TEXTO DE ORIGEM
Textículo
Introdutório
Ou
Prolegômenos
Não
pretendo aqui refutar ou elogiar a obra da presente análise (o livro
Aristóteles em Nova Perspectiva - Introdução à Teoria dos Quatro Discursos de
Olavo de Carvalho), pois refutar ou elogiar pressupõe que se dê algum valor à
obra e, como ainda não a estudei, não tenho essa pretensão.
Seguindo
esse raciocínio coloco aqui o método que aplicarei: primeiro lerei o livro todo
de uma vez, “de cabo a rabo”, sem me preocupar em estudá-lo. Segundo: partirei
para o estudo, relendo-o e, daí sim, entrando no estudo propriamente dito,
comparando-o com outras obras, fazendo anotações, tirando conclusões,
procurando compreendê-lo seguindo, principalmente, o próprio conceito de
“compreensão” sugerido pelo autor nas primeiras páginas do livro, cujas linhas
me saltaram aos olhos.
Porém,
isso não implica que entrarei nos termos que o autor propõe. Não posso cometer
os erros filosófico e psicológico de analisar um livro nos termos que um autor propõe
(mas os levarei em conta, é óbvio), senão entrarei em uma investigação que
cairá num “jogo de cartas marcadas” que acarretará na delimitação do assunto a
ser estudado, delimitação esta, dada pelo próprio autor, o que não é o caso,
pois, acredito eu, não se trata de obra de ficção posto que filosofia se traduz,
também, como a busca pelo bem e pela verdade e, num conceito mais específico
semanticamente: a busca pela verdade com base na realidade, sem falseamentos.
Reitero,
minha intenção não é refutá-lo ou elogiá-lo, mas somente entendê-lo e, se
possível, agregar conhecimento.

DADOS FORNECIDOS
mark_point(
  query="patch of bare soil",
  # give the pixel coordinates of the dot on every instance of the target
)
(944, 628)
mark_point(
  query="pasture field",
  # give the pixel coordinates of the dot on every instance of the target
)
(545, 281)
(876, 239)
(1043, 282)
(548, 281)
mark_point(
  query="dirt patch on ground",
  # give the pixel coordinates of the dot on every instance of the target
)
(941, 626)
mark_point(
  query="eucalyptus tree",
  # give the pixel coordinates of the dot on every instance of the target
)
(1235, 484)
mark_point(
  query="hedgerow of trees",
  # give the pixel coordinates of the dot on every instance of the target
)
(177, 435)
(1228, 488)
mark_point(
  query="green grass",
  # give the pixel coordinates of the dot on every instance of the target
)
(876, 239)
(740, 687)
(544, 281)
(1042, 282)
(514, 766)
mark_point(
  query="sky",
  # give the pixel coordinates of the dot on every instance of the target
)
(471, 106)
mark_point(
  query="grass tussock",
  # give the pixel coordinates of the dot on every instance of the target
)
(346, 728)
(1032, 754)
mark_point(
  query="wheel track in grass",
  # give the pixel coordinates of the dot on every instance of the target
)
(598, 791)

---

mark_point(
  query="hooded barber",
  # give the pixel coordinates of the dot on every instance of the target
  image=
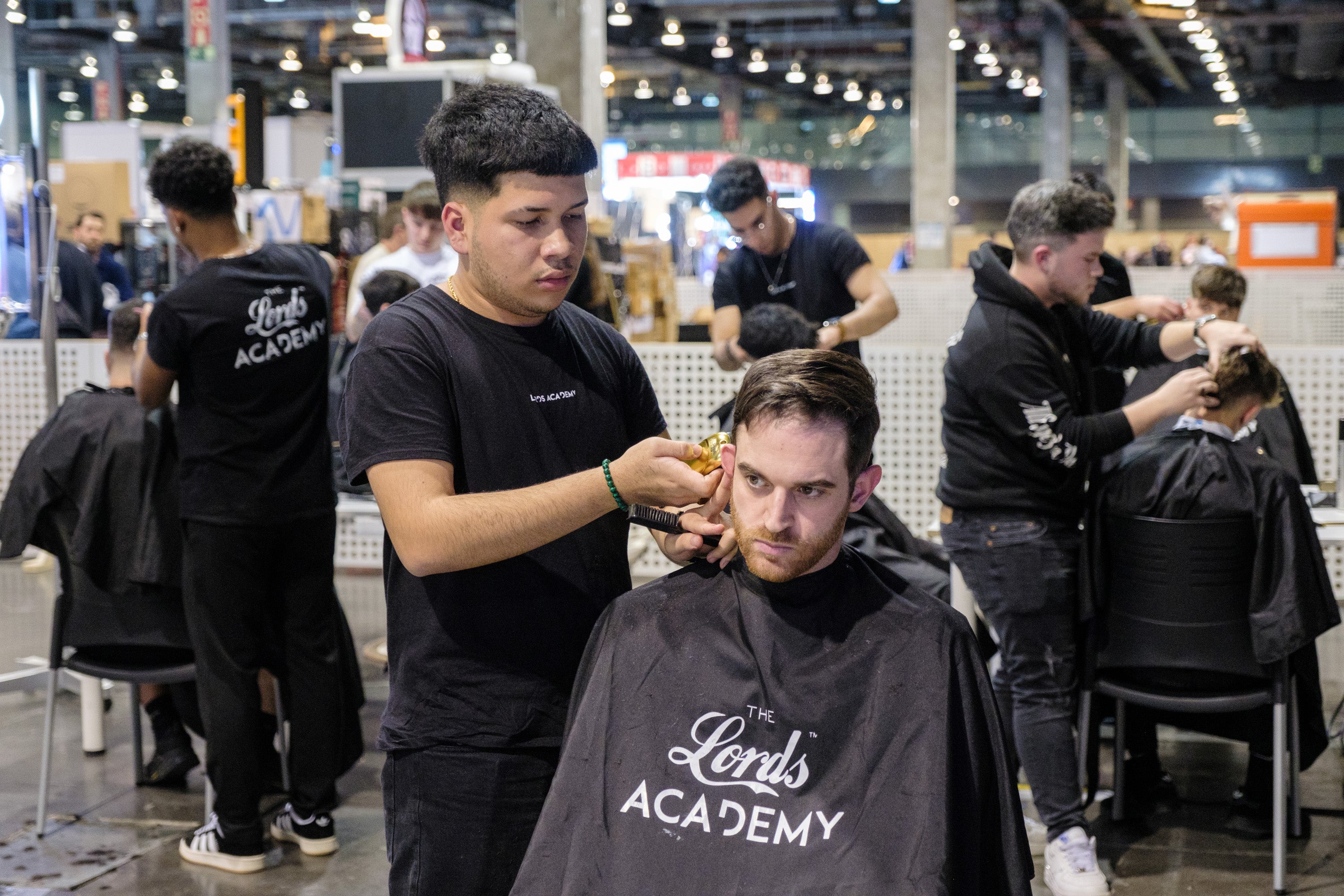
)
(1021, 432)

EXERCÍCIO
Continue o texto introdutório sobre o estudo do livro a partir da última frase apresentada. Os registros não têm nenhuma relação com o texto introdutório sobre o estudo do livro.

RESPOSTA DO EXERCÍCIO
À
primeira leitura o autor nos oferece um conceito de “compreensão” (páginas 21 e
22), que aqui transcrevo: “No entanto, ela é a chave mesma dessa compreensão,
se por compreensão se entende o ato de captar a unidade do pensamento de um
homem desde suas próprias intenções e valores, em vez de julgá-lo de fora; ato
que implica respeitar cuidadosamente o inexpresso e o subentendido, em vez de
sufocá-lo na idolatria do “texto” coisificado, túmulo do pensamento. ”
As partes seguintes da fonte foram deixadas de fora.